Rows from a pointing dataset
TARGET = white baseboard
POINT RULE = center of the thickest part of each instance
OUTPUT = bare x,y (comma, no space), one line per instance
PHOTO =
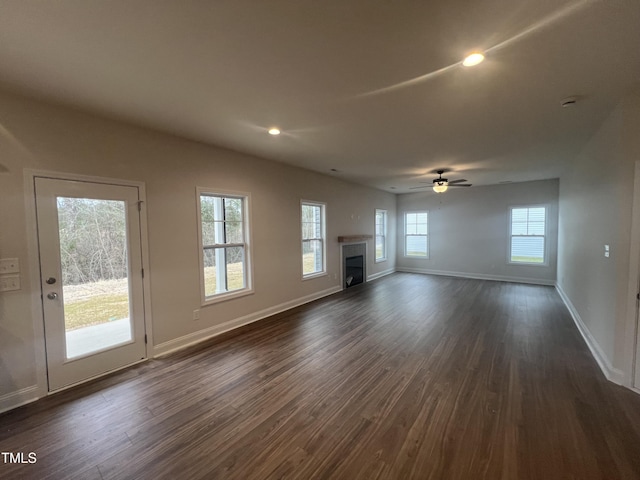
202,335
477,276
380,274
18,398
613,374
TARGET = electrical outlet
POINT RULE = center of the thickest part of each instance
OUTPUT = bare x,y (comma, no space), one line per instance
9,283
9,265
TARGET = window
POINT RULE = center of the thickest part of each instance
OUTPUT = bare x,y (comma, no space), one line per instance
416,242
313,239
224,247
528,228
381,235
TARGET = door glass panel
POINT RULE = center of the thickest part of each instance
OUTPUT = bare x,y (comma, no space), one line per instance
93,251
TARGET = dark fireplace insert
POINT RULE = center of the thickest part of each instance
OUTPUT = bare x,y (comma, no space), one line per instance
354,270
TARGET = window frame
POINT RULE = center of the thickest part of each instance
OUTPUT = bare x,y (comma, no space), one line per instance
246,244
322,239
545,237
384,235
405,235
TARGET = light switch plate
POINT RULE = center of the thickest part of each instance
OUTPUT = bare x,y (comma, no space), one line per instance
9,265
9,283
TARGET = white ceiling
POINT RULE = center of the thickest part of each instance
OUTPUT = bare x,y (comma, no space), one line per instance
372,88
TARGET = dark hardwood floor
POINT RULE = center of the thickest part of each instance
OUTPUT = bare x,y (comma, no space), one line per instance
407,377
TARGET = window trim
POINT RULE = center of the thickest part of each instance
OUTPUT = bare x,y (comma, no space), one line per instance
545,262
246,226
323,239
404,235
385,235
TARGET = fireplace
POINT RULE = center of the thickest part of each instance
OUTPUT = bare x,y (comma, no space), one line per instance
354,270
354,264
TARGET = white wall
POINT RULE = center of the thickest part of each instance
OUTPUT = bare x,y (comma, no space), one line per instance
35,135
596,199
469,231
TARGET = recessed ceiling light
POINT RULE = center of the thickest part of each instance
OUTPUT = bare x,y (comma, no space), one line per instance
473,59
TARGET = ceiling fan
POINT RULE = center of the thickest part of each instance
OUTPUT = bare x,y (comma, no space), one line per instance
441,185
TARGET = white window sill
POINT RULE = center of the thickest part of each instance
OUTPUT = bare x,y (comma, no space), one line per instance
223,297
311,276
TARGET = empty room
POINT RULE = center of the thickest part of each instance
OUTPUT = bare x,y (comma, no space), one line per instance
319,240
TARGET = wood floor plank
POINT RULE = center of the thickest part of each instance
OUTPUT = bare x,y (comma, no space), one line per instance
408,377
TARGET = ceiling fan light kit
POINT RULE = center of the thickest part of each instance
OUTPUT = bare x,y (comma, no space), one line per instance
440,187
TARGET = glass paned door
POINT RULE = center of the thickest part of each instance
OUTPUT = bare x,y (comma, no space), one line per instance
91,266
93,254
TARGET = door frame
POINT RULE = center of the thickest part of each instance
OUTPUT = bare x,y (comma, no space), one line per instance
33,286
632,324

EXERCISE OBJECTIVE ▸ Take the listing above and print it exactly, apart from the pictures.

ANSWER FOR THIS EXERCISE ▸
TARGET = white baseboard
POINT RULE = center of the thickest part of each instance
OUTPUT = bare x,y (comma, no space), one line per instance
PHOTO =
202,335
477,276
380,274
18,398
613,374
TARGET = electrical outlet
POINT RULE = center of the thickest part of each instance
OUTPUT = bare x,y (comma, no space), one line per instance
9,283
9,265
TARGET = window
POINT RULE = center of the thickest part of each instance
OUTPUT = bare x,y (comma, no space), one line per instance
416,242
313,239
224,247
528,228
381,235
TARGET = door glass panel
POINT RULE = center of the thickest part of each instance
OUTPUT = bare x,y (comma, no space), one line per instance
93,251
TARGET = dark fireplace insert
POINT RULE = center of the thickest part of each instance
OUTPUT = bare x,y (comma, no space), one line per instance
354,270
TARGET = window frame
POINT RULE = center of the thickest part of each instance
OUTPUT = bare x,y (comma, no space), one line per instance
246,244
322,239
545,237
384,235
405,235
TARGET = light switch plate
POINT RULE = center of the thickest part of each instance
OUTPUT = bare x,y (comma, no space), one line per instance
9,265
9,283
TARGET = white ceiling
POINT RULE = center of the thickest part of each instance
OUTPUT = bare x,y (comma, no space), one line per instance
372,88
TARGET = dark hardwood floor
POINT RULE = center of the thickest part of each instance
OUTPUT = bare x,y (comma, no space), one line per instance
407,377
TARGET = window trim
POINT RULE = center of the thickest part of each instance
OUTPUT = bare x,y (comma, no space), one line per instance
545,262
246,226
323,239
404,235
385,235
TARGET = fireplace
POINT RULE = center of the thickest part of each instance
OUTPUT = bare x,y (comma, no space), one line per instance
354,270
354,264
TARGET = white wall
POINT RULE = center of the thickest part of each instance
OUTPUT = bare x,y (comma, no space), one line per instance
35,135
596,199
469,231
TARGET = recessed ceiling light
POINT RULE = center of the thickest part of each instance
OUTPUT = bare x,y (comma, no space), one line per instance
473,59
TARGET = ceiling fan
POINT RULE = center of the thickest part of each instance
OUTPUT = bare x,y (comma, no space), one line per instance
441,185
TARGET = white window sill
POINT RULE = center of the thickest part of each instance
OUTPUT = bare x,y (comma, no space), one line per instance
223,297
311,276
TARGET = empty room
POINT RULE = center of the thickest part of each instance
OUTPUT = bare x,y (comma, no space), one line per instance
319,240
TARGET = wood floor plank
POINT RULE = center of the thickest part of each instance
OUTPUT = bare x,y (comma, no space), one line per instance
408,377
TARGET = ceiling fan light kit
POINT RULE = center of the thickest part of each instance
OUTPUT = bare x,y (comma, no space), one line per instance
440,187
TARGET = glass paned door
POINT RULE = center of the thickest part of each instance
OUTPUT = bare x,y (comma, no space), one line per instance
91,266
93,254
TARGET = door frame
POINT RULE = center of the thickest part of each instance
OUTPUT = bare x,y (comma, no space), one line per instance
33,286
632,324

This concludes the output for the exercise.